**Task statement**
Report all lines below with the word "shorts".

**Listed entries**

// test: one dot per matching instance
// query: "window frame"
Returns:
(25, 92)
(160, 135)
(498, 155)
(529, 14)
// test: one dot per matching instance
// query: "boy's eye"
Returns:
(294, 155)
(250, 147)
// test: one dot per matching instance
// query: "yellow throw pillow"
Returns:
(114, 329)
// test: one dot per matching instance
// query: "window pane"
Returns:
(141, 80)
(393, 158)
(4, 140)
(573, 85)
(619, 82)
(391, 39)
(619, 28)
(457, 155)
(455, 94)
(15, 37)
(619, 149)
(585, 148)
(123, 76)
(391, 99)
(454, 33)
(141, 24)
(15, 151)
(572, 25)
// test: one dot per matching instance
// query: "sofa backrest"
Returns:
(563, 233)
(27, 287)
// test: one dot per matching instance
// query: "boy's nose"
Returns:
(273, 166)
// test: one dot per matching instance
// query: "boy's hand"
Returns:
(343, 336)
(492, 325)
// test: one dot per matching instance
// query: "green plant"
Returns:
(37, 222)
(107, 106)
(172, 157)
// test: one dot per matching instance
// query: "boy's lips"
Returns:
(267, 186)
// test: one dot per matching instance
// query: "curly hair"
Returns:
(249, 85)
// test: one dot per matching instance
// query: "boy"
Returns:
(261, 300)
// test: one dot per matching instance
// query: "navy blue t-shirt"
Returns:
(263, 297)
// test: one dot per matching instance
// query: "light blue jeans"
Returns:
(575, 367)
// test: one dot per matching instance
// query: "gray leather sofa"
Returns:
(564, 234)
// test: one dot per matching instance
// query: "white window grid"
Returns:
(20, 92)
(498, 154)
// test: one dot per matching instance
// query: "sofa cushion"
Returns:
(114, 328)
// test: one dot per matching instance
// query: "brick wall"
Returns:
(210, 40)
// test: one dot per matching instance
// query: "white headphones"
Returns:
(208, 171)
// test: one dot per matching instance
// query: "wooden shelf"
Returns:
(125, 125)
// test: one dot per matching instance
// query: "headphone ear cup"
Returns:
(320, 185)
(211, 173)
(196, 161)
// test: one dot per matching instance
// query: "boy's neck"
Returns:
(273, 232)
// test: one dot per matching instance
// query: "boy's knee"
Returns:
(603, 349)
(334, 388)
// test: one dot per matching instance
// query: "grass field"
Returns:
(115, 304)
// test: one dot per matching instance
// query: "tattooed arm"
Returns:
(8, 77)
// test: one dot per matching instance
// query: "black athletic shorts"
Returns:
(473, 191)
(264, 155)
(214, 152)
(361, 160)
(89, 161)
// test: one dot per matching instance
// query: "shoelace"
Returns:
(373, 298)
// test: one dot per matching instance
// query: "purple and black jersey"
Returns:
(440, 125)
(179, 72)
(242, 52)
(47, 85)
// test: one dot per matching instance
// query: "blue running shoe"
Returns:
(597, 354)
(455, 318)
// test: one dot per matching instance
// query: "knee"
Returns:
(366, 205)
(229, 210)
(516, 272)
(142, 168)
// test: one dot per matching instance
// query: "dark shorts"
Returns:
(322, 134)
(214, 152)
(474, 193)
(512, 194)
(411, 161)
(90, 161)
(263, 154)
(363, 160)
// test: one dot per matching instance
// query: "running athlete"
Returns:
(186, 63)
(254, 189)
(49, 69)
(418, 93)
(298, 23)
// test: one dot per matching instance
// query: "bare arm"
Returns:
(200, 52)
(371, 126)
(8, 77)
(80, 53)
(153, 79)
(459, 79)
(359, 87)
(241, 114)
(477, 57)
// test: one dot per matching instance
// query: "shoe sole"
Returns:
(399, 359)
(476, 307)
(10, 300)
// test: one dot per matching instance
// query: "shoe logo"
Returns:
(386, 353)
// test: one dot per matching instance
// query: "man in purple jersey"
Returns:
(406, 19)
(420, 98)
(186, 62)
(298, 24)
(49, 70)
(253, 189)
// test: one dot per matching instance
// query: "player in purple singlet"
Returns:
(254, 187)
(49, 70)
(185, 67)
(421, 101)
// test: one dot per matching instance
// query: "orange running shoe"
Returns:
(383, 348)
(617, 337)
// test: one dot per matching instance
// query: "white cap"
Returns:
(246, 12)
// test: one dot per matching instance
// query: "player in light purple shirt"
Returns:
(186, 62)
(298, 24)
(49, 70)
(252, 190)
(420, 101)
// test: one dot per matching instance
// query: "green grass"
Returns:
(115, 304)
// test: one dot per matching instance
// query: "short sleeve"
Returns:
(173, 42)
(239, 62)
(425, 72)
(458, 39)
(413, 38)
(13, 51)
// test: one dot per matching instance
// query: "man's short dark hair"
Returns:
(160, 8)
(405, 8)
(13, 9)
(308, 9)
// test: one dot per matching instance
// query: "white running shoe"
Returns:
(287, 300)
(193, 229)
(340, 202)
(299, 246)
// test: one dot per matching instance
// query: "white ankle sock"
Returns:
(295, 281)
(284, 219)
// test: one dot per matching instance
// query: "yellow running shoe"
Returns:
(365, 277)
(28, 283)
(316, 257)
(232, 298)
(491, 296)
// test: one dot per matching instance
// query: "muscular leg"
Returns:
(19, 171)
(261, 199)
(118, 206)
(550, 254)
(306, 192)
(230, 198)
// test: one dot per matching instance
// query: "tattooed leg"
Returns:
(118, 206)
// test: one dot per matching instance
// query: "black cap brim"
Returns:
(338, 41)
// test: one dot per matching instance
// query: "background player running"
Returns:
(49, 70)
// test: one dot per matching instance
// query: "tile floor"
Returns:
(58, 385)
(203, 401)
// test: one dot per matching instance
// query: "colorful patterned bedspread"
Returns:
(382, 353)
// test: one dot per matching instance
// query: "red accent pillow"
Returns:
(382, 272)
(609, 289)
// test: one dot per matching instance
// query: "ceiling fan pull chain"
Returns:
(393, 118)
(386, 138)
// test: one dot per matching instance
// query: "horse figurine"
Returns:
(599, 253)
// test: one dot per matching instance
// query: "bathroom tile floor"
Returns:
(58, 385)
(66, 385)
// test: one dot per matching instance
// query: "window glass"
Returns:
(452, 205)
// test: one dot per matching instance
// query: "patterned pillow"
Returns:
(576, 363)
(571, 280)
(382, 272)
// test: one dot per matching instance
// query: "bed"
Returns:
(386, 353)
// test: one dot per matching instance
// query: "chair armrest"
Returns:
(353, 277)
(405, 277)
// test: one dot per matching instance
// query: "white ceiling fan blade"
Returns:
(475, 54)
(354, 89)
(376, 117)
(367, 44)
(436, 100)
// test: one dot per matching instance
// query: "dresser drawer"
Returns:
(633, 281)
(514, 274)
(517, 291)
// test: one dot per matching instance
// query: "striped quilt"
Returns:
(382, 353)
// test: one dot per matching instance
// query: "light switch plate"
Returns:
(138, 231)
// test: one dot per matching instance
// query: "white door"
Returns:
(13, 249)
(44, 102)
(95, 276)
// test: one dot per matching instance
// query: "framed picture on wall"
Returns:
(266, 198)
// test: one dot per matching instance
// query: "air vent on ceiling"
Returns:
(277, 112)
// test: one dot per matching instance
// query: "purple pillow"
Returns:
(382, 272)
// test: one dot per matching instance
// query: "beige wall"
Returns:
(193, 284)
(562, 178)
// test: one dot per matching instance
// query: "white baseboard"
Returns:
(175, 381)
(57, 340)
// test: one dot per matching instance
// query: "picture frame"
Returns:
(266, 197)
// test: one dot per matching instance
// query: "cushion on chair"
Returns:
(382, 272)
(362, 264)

* * *

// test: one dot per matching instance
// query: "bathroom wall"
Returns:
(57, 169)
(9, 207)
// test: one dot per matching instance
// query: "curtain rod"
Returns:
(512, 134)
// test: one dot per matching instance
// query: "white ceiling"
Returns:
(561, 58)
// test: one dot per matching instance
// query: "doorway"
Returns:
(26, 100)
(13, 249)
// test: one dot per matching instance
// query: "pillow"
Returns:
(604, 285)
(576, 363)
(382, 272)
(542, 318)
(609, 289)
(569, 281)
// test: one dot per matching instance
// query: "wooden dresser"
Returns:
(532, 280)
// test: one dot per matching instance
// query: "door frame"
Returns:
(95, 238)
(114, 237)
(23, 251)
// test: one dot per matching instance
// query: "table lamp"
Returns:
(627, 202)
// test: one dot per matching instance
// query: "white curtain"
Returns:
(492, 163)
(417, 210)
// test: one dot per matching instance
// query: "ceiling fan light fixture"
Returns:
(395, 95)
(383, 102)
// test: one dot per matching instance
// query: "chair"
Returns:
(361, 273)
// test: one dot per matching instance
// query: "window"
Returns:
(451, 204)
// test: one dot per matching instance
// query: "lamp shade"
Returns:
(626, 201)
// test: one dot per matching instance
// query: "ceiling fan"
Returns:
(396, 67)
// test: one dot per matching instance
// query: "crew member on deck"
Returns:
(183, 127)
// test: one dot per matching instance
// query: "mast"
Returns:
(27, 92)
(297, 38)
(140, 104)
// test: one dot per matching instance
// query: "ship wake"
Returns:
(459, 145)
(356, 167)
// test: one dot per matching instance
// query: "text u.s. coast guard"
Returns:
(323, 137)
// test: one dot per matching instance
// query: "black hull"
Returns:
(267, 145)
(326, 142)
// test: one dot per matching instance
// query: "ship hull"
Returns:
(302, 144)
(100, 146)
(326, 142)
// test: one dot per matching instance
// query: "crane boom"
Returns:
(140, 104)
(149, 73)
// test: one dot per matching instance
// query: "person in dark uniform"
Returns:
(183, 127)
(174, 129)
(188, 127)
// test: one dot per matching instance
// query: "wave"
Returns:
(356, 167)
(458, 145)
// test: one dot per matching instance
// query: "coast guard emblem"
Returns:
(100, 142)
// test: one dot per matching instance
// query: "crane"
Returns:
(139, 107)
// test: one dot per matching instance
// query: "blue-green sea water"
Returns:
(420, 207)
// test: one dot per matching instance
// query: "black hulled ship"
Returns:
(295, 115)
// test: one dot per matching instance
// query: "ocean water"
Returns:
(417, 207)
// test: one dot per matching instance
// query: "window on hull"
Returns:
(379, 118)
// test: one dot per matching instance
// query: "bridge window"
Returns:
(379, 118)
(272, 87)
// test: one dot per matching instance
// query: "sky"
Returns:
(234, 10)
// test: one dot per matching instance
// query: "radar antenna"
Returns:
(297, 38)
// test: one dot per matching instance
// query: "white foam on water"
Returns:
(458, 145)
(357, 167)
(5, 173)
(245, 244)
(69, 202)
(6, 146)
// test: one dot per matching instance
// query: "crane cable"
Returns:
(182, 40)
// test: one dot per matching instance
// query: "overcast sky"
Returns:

==

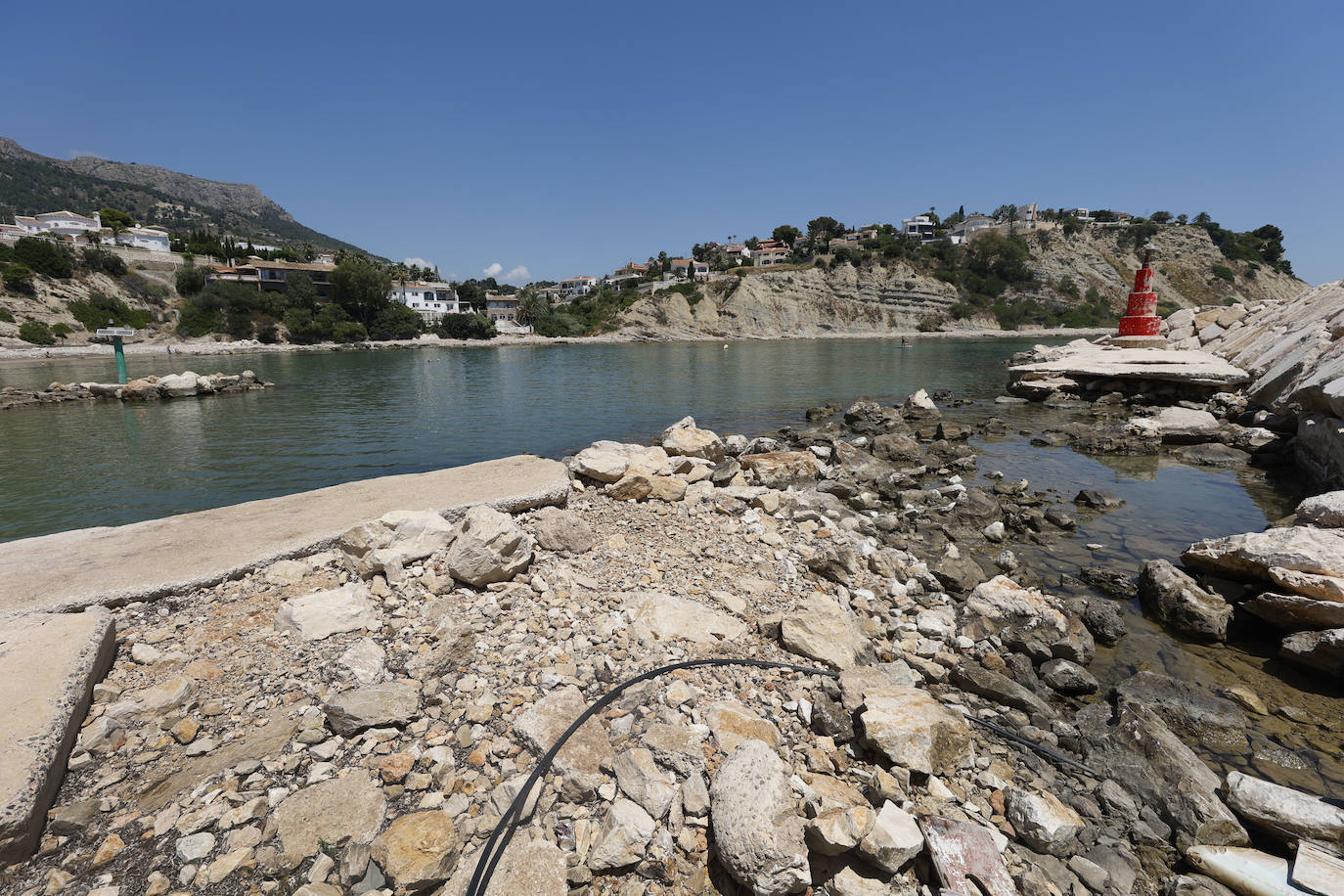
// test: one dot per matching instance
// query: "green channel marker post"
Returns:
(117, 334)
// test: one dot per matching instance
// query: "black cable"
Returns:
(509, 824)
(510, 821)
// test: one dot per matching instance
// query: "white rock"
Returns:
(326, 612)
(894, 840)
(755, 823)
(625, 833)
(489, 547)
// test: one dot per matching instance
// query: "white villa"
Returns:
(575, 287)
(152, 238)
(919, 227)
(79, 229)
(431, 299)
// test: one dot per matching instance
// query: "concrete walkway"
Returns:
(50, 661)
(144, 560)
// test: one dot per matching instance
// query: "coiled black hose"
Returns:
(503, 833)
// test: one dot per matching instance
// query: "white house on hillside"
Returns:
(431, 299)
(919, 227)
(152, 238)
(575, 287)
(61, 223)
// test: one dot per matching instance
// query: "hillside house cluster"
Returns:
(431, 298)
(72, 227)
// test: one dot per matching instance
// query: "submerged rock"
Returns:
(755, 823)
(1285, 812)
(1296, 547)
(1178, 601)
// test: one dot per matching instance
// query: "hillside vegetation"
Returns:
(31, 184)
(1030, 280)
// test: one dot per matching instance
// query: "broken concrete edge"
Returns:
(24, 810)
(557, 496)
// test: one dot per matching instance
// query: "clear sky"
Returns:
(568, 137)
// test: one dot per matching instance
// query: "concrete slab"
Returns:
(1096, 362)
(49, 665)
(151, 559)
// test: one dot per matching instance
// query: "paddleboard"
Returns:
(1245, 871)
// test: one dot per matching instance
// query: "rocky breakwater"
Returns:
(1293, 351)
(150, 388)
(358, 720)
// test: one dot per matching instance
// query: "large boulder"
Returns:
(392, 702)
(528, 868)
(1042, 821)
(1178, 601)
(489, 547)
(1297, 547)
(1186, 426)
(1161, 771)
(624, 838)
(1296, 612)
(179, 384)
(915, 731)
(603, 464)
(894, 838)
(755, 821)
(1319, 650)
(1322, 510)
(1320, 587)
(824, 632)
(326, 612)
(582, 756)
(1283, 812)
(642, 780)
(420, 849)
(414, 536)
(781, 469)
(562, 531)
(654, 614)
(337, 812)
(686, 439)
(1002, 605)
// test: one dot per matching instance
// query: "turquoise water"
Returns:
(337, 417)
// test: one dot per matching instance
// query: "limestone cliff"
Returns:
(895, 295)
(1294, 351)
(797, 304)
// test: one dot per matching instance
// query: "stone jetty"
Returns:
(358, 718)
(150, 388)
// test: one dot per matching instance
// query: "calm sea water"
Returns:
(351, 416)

**Written reply**
// query: "black athletic shorts"
// query: "dark shorts"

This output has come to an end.